#### Exercise requirements
Copy out the data below from the line containing "Drop a point on each instance of the palm" to the line containing "Drop a point on each instance of the green stem.", both lines included, with all images left out.

** The data follows **

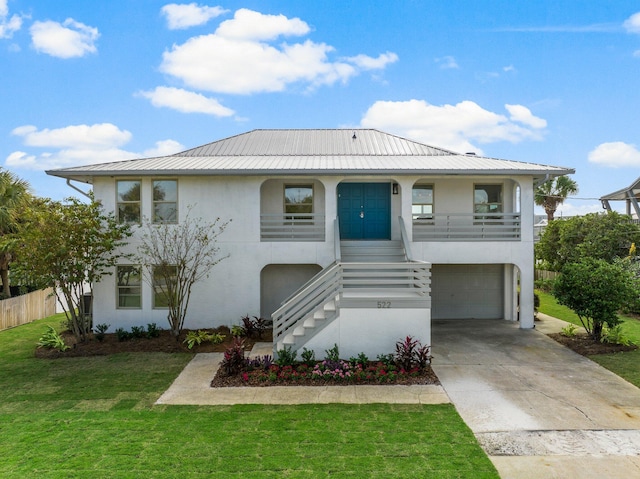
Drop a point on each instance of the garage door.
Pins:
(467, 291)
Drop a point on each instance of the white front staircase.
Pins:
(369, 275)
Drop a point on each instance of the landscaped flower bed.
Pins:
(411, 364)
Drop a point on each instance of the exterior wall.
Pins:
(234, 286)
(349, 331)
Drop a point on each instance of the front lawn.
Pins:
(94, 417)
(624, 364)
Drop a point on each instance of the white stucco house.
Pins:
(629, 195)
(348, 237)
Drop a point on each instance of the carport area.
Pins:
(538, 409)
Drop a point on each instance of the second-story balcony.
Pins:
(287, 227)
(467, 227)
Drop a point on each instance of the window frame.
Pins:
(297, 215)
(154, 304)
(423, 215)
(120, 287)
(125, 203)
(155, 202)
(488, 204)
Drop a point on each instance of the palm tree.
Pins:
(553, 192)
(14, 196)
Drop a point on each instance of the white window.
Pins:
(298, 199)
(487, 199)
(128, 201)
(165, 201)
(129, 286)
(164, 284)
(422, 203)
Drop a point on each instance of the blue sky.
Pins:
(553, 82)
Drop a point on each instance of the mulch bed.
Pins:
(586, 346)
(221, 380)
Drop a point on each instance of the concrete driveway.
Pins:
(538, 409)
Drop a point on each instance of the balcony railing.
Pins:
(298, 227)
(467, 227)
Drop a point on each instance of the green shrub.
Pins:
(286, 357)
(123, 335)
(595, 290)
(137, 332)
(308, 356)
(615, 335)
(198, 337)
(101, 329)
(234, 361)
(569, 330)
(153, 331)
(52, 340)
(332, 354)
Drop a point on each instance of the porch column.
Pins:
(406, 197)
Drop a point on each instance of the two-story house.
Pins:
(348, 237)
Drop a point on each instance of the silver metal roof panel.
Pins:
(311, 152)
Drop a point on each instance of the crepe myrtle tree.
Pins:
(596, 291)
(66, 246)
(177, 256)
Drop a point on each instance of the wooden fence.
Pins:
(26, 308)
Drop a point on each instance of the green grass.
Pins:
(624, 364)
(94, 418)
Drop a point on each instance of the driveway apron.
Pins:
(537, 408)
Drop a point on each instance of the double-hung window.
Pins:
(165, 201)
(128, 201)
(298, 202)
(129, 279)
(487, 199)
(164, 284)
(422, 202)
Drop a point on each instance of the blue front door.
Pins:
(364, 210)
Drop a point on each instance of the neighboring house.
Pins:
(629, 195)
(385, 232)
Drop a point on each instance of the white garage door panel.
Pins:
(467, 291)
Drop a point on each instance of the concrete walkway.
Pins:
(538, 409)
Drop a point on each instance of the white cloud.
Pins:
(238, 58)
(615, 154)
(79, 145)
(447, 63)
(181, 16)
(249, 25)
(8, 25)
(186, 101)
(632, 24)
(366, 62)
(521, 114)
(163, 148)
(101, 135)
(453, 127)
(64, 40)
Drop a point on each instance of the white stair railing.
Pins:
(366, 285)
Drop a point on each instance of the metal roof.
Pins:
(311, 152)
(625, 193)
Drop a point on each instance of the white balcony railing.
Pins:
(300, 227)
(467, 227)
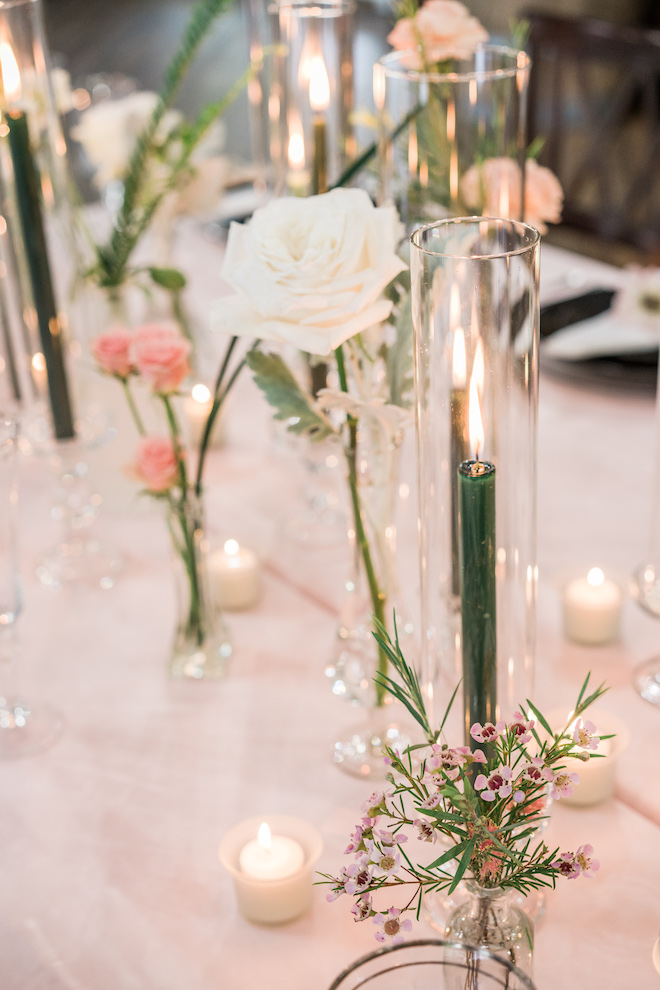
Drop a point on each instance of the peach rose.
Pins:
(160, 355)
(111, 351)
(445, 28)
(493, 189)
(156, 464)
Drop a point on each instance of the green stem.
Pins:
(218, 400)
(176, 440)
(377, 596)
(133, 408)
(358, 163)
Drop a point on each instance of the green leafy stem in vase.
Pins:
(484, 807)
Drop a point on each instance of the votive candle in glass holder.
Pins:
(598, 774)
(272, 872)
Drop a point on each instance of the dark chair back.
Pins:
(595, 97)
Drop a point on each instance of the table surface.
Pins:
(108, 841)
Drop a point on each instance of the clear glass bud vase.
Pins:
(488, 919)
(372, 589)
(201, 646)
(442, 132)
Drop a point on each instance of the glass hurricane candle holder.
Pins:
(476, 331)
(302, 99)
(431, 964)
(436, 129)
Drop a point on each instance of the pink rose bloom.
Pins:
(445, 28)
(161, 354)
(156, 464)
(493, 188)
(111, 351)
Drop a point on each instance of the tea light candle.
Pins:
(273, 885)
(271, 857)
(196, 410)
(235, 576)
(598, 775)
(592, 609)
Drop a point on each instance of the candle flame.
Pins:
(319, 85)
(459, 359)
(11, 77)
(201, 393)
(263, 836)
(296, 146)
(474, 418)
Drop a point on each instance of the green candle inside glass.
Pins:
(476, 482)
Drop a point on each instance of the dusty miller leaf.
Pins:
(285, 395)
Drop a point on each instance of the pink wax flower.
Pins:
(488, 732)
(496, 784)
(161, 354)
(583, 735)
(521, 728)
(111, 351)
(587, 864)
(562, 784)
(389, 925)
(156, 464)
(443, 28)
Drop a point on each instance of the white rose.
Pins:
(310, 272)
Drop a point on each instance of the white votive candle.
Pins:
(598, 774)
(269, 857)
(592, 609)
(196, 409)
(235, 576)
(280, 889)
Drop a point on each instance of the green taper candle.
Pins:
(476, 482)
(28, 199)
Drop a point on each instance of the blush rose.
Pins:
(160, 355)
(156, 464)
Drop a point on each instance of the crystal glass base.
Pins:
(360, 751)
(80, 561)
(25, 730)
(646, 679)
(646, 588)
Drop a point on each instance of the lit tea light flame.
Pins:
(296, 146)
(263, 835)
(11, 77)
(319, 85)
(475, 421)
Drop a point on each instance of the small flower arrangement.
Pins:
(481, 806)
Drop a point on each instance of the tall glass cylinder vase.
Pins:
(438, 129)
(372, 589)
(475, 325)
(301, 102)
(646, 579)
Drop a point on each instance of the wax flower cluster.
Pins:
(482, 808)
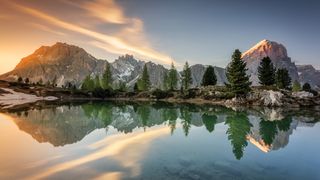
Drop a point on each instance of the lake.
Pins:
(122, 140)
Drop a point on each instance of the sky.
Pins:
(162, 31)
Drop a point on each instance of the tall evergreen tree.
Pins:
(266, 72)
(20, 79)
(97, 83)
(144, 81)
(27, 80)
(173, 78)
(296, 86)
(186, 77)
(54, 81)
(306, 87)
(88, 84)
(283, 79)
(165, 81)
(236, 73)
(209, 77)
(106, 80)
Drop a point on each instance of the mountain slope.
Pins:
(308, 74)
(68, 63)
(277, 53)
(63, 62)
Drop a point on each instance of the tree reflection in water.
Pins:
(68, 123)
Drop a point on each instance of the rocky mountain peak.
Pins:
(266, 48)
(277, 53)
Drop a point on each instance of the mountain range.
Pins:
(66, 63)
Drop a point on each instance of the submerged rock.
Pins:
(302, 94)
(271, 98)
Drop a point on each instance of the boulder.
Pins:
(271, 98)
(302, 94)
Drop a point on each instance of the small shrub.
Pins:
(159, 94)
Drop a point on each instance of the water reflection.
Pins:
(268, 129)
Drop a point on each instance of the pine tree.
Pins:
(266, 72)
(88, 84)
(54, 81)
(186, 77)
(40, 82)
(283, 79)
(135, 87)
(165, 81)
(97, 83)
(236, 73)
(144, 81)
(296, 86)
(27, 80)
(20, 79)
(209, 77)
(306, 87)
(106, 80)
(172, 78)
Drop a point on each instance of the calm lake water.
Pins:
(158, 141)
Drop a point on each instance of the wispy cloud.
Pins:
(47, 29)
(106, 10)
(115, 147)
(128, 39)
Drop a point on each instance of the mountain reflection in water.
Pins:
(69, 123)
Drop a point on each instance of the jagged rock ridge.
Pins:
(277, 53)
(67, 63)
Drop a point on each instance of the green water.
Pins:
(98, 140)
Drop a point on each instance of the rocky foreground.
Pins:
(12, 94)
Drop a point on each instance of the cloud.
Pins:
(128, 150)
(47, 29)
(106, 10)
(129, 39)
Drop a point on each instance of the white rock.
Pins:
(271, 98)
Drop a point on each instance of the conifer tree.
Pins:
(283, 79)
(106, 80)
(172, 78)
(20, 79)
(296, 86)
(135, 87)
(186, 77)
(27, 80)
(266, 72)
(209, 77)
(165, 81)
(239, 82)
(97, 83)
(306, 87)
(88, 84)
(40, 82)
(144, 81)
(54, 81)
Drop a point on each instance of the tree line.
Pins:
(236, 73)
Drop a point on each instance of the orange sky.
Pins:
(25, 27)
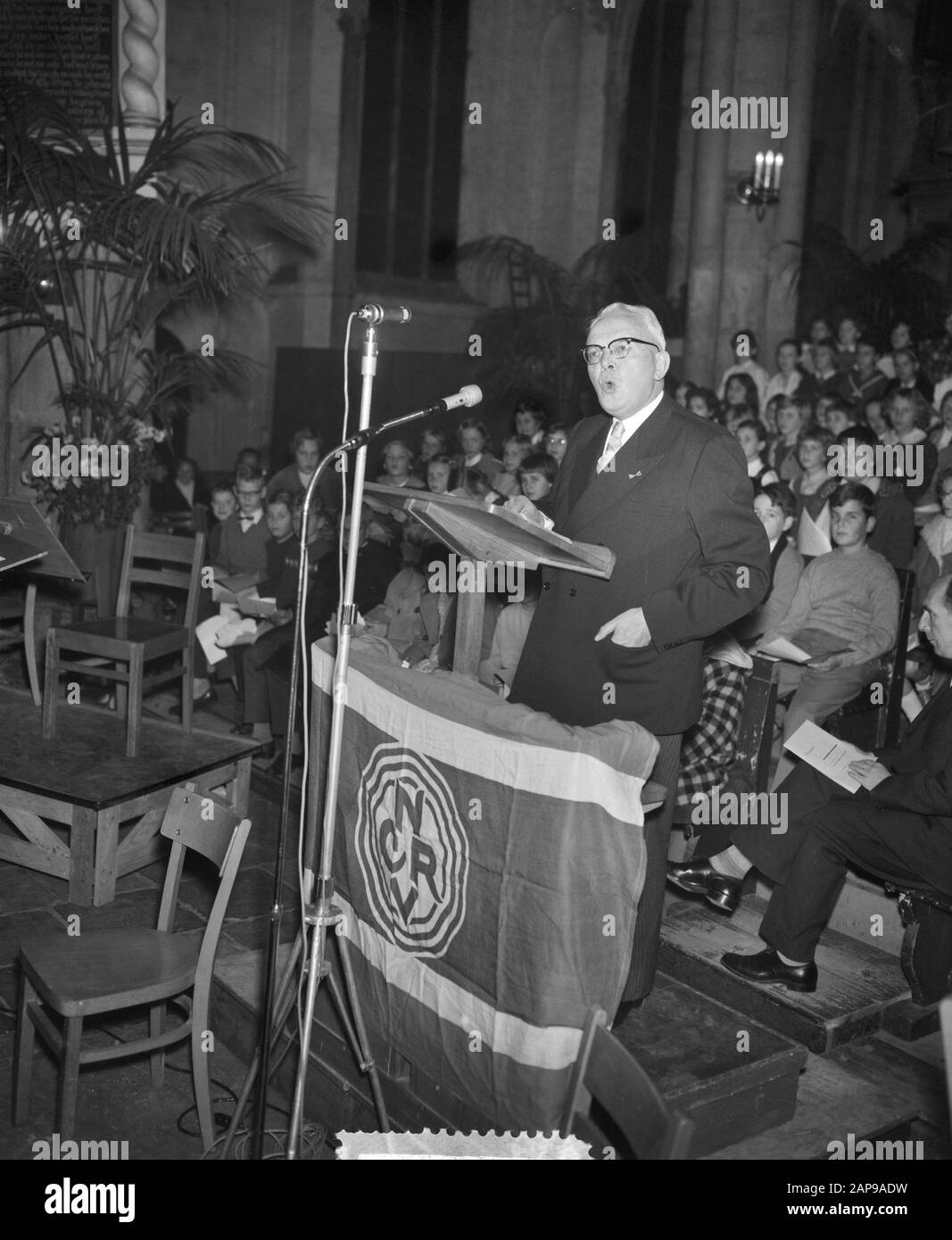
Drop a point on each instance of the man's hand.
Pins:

** End of The data **

#### Response
Drop a point on each instance of the palm tree.
Pins:
(553, 192)
(14, 196)
Drop a point on each instance of the white window.
Pins:
(298, 199)
(487, 199)
(128, 201)
(165, 201)
(129, 286)
(164, 284)
(422, 203)
Drop a point on each instance of the blue sky.
Pins:
(553, 82)
Drop a point on each instance of the mulch bed.
Pins:
(586, 346)
(221, 380)
Drop a point on each instance of the concrete driveway.
Pins:
(538, 409)
Drop a point on each instance of the balcony railing.
Pins:
(298, 227)
(467, 227)
Drop a point on each instance of the green shrub.
Pins:
(286, 357)
(123, 335)
(595, 290)
(137, 332)
(308, 356)
(615, 335)
(198, 337)
(101, 329)
(234, 361)
(569, 330)
(153, 331)
(52, 340)
(332, 354)
Drop a point on each instance of the porch column.
Pins:
(406, 197)
Drop a point on each instance of the two-story house.
Pins:
(348, 237)
Drop a point on each instance of the silver metal roof panel.
Pins:
(311, 152)
Drop a point on each instance of the crepe myrtle tree.
Pins:
(596, 291)
(66, 246)
(177, 256)
Drop a point on each instance of the wooden fence.
Pins:
(26, 308)
Drop a point on each instance of the green grass.
Pins:
(624, 364)
(94, 418)
Drop a point on each instance of the driveway apron.
Pins:
(537, 408)
Drop a point on each instance of the double-hung window.
Pins:
(165, 201)
(128, 201)
(298, 202)
(129, 279)
(487, 199)
(164, 284)
(422, 202)
Drop a point on each instance of the blue front door.
Pins:
(364, 210)
Drop a point on each instance of the neighboring house.
Pins:
(629, 195)
(385, 232)
Drop a point on each instance of the white garage door panel.
Pins:
(467, 291)
Drop a point on each instance of the concrete walkway.
Pins:
(538, 409)
Drop a point on each instance of the white cloud.
Pins:
(238, 58)
(615, 154)
(79, 145)
(447, 63)
(181, 16)
(249, 25)
(8, 25)
(186, 101)
(632, 24)
(366, 62)
(521, 114)
(163, 148)
(101, 135)
(453, 127)
(64, 40)
Drop a point on each instance of the white stair railing.
Pins:
(366, 285)
Drop a point on each instance of the metal roof.
Pins:
(311, 152)
(625, 193)
Drop a point on each instance of the white balcony railing.
Pins:
(300, 227)
(467, 227)
Drop a point on each instance of the peach rose.
Pins:
(160, 355)
(111, 351)
(445, 28)
(493, 189)
(156, 464)
Drop a point on each instance of the green stem.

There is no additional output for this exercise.